LISTA DE TAREFAS:
**A)** Cite, do texto sobre a jurista Ada Pellegrini Grinover, o trecho que vai de "Já para a previdência" até "as entidades fechadas.".
**B)** Segundo o texto sobre a jurista Ada Pellegrini Grinover, qual súmula do STJ substituiu a Súmula 321?

Para os
que lidam com o Direito, o falecimento da jurista Ada Pellegrini Grinover, na
noite da última quinta-feira (13), representou com toda a certeza a perda de
uma das maiores processualistas do País, uma conhecedora profunda da doutrina
do processo civil e nessa condição provavelmente a especialista que mais
contribuiu para a modernização das leis, uma das mais brilhantes procuradoras
gerais em São Paulo, livre docente da USP e autora de vários livros marcantes.
Já para a previdência complementar fechada, Ada teve um significado particular,
o da parecerista que ajudou sobremaneira o nosso sistema a virar o jogo no
Superior Tribunal de Justiça (STJ), onde a Súmula 321 foi afinal substituída
pela 563, que em 2016 reconheceu a inaplicabilidade do Código de Defesa do
Consumidor (CDC) sobre as entidades fechadas.
Já na
manhã de sexta-feira (14), o Presidente da Abrapp, o advogado Luis Ricardo
Marcondes Martins, presidente da OABPREV-SP, se manifestava para lembrar o
papel da extraordinária jurista, que para a Abrapp e o sistema,
particularmente, foi fundamental para a consagração da tese da inaplicabilidade
do Código de Defesa do Consumidor (CDC) às EFPC, por meio do parecer assinado e
que deu base a todo o trabalho de convencimento que desenvolvemos nesse sentido
especialmente junto aos tribunais superiores. No mesmo dia, a OAB-SP
decretou luto.

[Entradas de um conjunto de dados de apontamento]
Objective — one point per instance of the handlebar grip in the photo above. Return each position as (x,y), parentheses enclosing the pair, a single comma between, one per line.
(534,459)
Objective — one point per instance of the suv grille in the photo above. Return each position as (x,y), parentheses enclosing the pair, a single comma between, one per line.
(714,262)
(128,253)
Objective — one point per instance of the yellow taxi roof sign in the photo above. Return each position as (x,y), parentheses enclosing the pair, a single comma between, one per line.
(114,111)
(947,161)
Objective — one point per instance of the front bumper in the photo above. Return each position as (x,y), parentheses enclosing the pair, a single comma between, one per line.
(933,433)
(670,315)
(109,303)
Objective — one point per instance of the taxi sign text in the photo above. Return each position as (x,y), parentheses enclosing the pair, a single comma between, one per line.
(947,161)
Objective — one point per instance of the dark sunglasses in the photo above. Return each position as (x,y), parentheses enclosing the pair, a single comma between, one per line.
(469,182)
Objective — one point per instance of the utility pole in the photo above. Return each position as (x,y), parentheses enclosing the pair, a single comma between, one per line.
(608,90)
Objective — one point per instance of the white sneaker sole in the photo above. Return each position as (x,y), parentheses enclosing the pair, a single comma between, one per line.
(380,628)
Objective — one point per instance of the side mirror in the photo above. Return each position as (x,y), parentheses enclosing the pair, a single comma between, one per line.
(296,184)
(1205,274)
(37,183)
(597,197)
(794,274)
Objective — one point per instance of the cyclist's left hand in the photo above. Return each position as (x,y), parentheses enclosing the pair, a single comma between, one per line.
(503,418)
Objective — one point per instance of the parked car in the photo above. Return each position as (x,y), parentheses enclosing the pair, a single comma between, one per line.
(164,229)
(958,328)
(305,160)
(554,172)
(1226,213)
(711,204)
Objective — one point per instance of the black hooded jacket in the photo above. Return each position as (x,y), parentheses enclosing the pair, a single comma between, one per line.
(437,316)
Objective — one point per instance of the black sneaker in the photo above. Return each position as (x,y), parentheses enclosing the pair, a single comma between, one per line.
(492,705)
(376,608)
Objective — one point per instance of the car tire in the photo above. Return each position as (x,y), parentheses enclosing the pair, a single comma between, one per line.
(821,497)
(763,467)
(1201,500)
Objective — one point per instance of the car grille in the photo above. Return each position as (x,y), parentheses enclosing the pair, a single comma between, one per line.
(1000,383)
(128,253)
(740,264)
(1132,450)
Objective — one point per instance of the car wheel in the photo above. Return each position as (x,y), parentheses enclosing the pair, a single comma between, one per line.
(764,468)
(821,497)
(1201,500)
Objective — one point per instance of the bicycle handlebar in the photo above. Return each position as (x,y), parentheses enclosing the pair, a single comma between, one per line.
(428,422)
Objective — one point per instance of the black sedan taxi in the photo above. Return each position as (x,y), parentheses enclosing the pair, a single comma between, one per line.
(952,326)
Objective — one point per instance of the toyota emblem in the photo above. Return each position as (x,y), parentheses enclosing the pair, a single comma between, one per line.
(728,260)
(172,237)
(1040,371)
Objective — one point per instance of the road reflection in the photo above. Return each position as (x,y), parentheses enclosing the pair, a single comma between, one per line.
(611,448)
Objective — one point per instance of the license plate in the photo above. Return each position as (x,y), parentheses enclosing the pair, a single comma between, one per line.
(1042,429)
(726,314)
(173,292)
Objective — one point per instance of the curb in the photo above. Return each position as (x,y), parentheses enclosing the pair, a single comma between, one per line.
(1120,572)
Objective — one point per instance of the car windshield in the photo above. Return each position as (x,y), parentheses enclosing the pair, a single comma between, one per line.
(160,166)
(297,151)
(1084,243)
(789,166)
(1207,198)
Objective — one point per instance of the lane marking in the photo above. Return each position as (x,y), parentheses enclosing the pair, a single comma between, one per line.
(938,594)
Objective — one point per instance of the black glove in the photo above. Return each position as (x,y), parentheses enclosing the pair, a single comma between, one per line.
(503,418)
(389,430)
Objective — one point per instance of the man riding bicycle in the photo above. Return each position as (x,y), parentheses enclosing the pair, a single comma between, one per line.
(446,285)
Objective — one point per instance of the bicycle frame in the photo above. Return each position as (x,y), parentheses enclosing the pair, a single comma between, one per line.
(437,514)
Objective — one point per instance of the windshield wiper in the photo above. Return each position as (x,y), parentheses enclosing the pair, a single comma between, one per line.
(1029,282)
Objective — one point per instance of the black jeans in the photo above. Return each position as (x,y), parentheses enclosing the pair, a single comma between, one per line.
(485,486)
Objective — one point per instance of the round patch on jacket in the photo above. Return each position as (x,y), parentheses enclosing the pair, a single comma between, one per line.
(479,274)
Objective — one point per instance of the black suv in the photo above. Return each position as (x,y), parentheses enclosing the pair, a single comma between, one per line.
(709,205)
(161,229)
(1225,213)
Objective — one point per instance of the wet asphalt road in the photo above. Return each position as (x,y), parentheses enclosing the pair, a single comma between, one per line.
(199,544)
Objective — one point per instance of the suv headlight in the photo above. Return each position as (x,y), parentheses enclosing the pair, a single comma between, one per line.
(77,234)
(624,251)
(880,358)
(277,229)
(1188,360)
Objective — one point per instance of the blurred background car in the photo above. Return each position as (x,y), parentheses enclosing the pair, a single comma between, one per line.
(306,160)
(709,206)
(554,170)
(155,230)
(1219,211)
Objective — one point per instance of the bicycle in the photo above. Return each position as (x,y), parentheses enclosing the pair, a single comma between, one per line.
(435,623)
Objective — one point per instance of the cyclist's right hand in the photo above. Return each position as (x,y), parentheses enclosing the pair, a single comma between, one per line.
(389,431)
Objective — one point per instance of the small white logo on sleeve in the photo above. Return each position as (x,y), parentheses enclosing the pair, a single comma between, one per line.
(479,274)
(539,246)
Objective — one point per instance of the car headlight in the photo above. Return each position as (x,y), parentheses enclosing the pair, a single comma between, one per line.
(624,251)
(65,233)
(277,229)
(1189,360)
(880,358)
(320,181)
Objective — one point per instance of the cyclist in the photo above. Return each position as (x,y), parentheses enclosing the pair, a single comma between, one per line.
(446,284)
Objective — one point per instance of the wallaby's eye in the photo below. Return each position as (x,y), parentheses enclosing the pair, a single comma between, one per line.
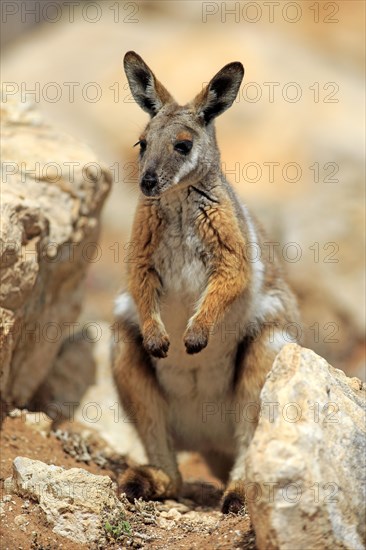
(142,143)
(183,147)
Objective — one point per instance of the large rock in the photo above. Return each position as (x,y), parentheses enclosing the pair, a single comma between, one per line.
(74,500)
(52,193)
(306,462)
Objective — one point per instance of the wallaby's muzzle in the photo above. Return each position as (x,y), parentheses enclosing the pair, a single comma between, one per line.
(149,184)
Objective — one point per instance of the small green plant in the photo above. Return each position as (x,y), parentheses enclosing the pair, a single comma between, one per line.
(118,530)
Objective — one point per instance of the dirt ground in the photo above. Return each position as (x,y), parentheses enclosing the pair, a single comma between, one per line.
(195,521)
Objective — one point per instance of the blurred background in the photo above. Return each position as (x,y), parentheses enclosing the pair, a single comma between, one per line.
(292,145)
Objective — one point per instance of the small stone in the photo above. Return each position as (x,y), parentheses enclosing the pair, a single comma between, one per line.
(39,422)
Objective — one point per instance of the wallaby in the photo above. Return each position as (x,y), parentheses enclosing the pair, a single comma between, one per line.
(201,320)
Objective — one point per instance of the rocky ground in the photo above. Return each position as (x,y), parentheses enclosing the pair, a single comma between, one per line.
(192,522)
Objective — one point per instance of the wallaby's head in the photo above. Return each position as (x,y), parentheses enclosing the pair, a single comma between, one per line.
(178,145)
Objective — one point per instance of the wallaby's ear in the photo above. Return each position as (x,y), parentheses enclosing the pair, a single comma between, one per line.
(220,92)
(148,92)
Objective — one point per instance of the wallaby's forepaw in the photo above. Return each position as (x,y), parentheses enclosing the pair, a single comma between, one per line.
(147,482)
(233,501)
(156,341)
(195,338)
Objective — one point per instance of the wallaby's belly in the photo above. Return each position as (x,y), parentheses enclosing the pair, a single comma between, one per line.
(199,387)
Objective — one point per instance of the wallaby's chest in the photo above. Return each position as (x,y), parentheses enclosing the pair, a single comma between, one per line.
(181,258)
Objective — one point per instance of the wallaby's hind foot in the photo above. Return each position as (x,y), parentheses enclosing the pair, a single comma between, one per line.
(233,500)
(149,483)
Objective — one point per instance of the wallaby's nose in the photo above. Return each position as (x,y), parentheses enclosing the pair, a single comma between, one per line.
(149,183)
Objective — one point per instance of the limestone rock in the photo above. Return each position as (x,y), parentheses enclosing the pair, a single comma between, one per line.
(52,193)
(306,463)
(74,500)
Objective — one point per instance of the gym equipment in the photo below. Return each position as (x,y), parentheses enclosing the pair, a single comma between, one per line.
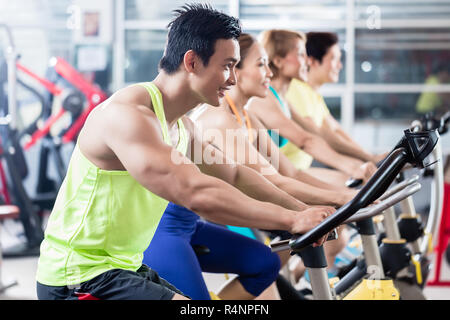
(413,148)
(11,153)
(73,96)
(408,230)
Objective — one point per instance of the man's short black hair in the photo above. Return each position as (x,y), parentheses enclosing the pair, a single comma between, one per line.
(318,43)
(196,27)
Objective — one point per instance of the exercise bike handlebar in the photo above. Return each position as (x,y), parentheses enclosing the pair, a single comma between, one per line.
(399,187)
(413,148)
(378,208)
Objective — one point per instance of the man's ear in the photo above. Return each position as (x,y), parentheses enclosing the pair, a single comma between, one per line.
(312,62)
(190,61)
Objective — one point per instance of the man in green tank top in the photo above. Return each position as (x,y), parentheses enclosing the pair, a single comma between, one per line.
(131,159)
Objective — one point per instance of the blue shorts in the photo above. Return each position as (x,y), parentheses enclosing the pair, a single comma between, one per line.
(172,255)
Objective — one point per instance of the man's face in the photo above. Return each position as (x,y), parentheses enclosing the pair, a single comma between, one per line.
(254,75)
(328,70)
(294,63)
(210,82)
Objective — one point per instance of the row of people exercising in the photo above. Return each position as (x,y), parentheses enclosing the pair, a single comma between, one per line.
(143,172)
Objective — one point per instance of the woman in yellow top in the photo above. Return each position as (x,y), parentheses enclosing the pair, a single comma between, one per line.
(308,107)
(287,60)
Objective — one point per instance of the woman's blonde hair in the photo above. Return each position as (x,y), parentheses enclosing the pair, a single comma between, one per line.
(278,43)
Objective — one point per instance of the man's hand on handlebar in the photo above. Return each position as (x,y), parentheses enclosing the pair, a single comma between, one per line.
(311,217)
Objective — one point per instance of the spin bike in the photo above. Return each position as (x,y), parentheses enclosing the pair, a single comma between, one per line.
(414,149)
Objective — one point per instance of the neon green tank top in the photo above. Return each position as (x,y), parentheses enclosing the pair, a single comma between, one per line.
(102,219)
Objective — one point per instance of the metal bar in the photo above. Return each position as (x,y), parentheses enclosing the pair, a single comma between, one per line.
(372,256)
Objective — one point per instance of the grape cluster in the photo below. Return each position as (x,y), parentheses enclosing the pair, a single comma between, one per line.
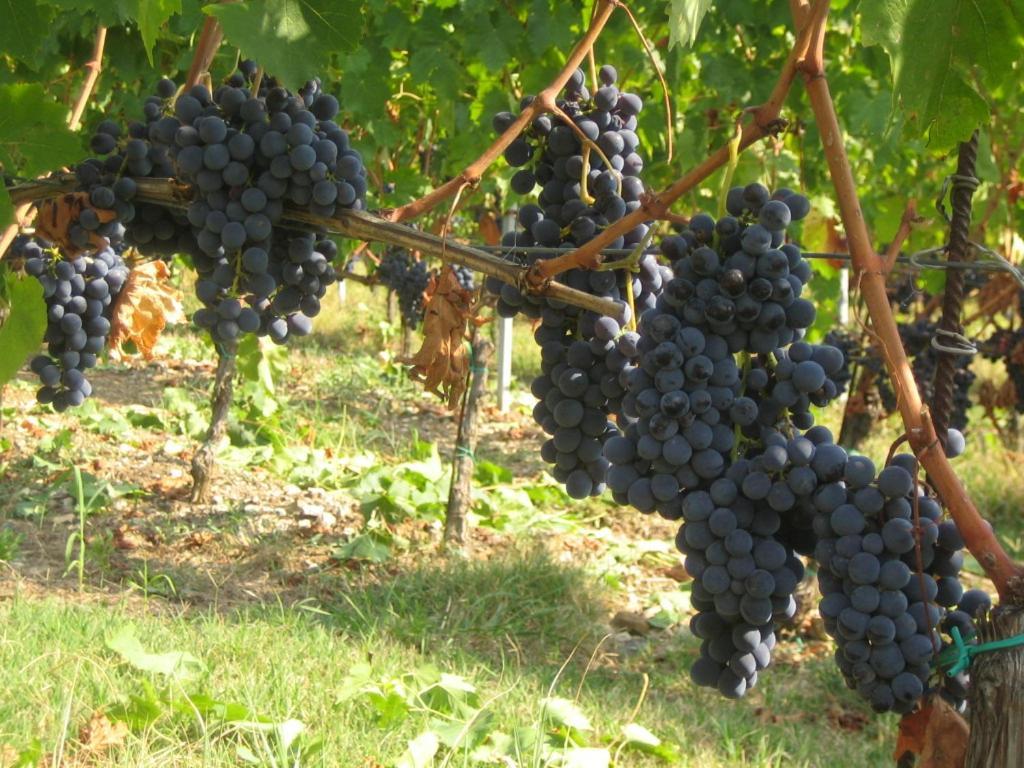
(465,276)
(687,399)
(792,380)
(580,195)
(848,345)
(884,613)
(579,388)
(110,180)
(409,279)
(247,155)
(1008,346)
(80,295)
(736,278)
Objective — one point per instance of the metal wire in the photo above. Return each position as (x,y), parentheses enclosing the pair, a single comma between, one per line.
(921,260)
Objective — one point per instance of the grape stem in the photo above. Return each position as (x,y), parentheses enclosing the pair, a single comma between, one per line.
(906,222)
(765,122)
(24,214)
(356,224)
(869,266)
(669,122)
(544,101)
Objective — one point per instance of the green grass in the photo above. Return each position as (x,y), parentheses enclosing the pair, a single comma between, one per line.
(506,626)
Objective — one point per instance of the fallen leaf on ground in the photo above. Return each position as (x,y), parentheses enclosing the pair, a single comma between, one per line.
(848,720)
(936,733)
(99,734)
(678,572)
(147,303)
(57,215)
(126,537)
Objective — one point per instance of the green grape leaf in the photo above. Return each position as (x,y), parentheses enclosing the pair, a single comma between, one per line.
(34,135)
(22,332)
(151,15)
(26,25)
(6,209)
(941,51)
(684,20)
(290,38)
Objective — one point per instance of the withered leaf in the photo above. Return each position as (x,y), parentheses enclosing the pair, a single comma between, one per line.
(146,304)
(58,214)
(936,733)
(441,363)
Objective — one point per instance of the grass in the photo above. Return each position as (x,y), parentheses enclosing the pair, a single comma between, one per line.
(356,652)
(505,627)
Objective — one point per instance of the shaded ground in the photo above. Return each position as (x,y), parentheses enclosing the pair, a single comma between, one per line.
(256,577)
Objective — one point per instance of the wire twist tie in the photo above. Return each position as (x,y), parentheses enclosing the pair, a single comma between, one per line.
(964,346)
(957,656)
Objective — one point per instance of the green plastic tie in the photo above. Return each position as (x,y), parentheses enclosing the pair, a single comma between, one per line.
(958,655)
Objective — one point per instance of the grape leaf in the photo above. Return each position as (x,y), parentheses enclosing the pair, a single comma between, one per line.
(684,20)
(22,332)
(175,665)
(273,32)
(6,209)
(151,15)
(940,50)
(26,26)
(34,136)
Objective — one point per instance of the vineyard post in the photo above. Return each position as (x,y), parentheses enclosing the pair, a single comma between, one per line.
(543,101)
(504,336)
(206,454)
(461,491)
(996,738)
(23,214)
(764,122)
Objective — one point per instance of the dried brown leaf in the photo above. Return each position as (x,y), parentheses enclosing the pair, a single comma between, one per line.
(945,738)
(491,232)
(441,363)
(58,214)
(936,733)
(99,734)
(147,303)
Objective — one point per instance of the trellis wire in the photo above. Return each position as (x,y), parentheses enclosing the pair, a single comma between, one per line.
(995,262)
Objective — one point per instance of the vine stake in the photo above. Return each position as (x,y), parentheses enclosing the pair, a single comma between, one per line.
(977,534)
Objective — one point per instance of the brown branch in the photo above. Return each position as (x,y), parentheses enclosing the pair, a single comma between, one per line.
(24,214)
(544,101)
(206,49)
(765,120)
(976,532)
(358,225)
(905,225)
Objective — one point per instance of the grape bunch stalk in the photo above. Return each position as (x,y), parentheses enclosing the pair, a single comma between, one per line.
(409,279)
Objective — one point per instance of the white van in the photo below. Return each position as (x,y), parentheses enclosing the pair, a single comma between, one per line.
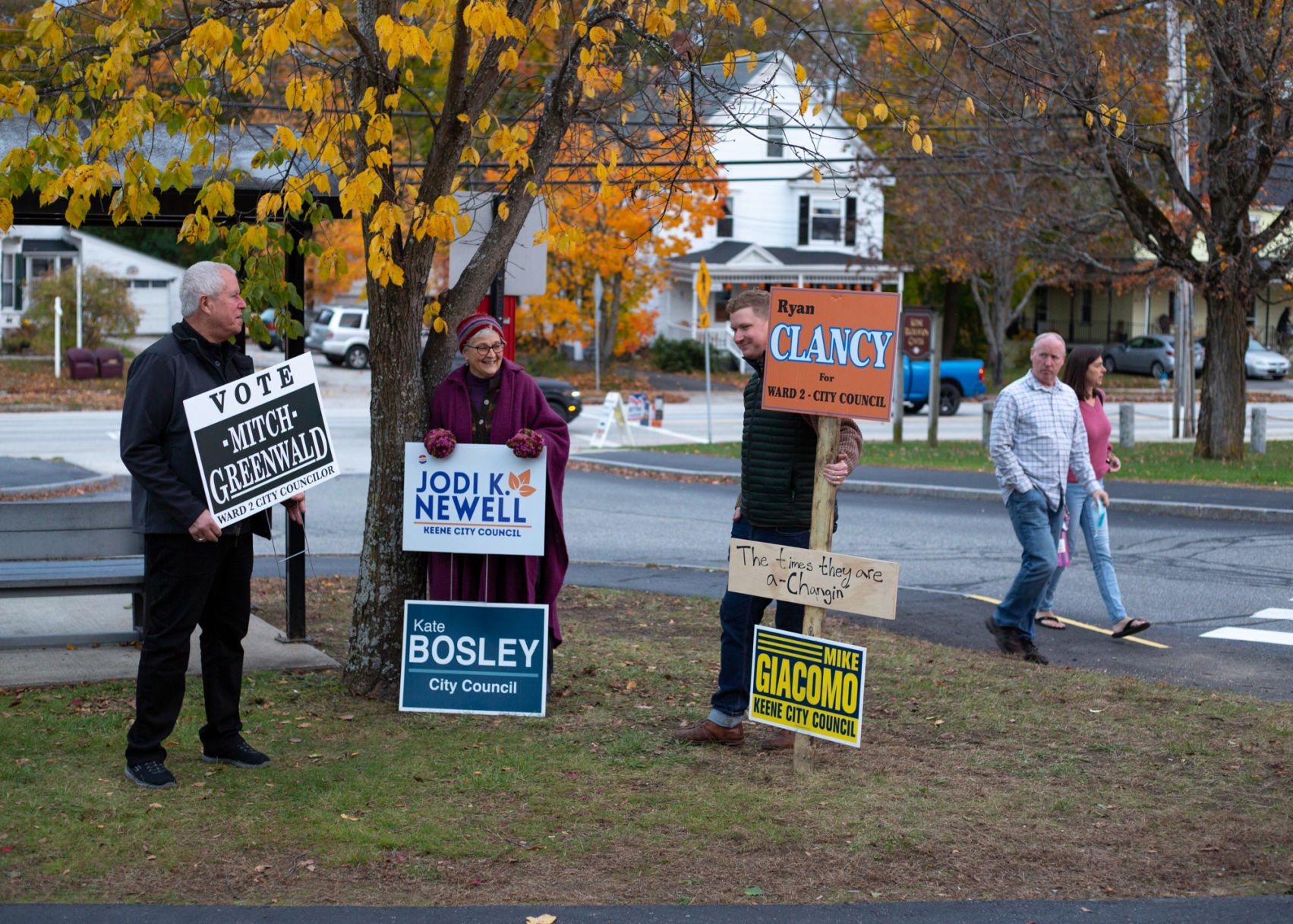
(342,336)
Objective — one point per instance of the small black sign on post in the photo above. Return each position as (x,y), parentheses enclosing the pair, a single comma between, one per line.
(917,333)
(260,440)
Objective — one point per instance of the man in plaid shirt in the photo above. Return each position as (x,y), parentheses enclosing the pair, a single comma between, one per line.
(1037,436)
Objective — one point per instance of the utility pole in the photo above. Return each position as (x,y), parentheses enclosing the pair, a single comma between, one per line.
(1184,393)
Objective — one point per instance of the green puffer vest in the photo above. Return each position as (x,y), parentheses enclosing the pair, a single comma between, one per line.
(779,460)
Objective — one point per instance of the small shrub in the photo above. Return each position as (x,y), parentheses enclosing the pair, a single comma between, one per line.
(106,311)
(687,355)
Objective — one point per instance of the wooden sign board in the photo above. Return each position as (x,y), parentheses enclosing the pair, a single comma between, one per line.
(827,579)
(917,333)
(831,352)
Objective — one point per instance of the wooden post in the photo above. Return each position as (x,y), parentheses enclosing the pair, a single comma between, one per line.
(935,381)
(899,393)
(818,541)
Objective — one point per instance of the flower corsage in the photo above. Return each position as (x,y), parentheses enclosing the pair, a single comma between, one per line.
(526,445)
(440,442)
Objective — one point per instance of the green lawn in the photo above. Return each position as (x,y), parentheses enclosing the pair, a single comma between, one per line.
(1147,462)
(1111,787)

RESPOSTAS DO EXERCÍCIO:
**A)**
Já para a previdência complementar fechada, Ada teve um significado particular,
o da parecerista que ajudou sobremaneira o nosso sistema a virar o jogo no
Superior Tribunal de Justiça (STJ), onde a Súmula 321 foi afinal substituída
pela 563, que em 2016 reconheceu a inaplicabilidade do Código de Defesa do
Consumidor (CDC) sobre as entidades fechadas.

**B)** A Súmula 563.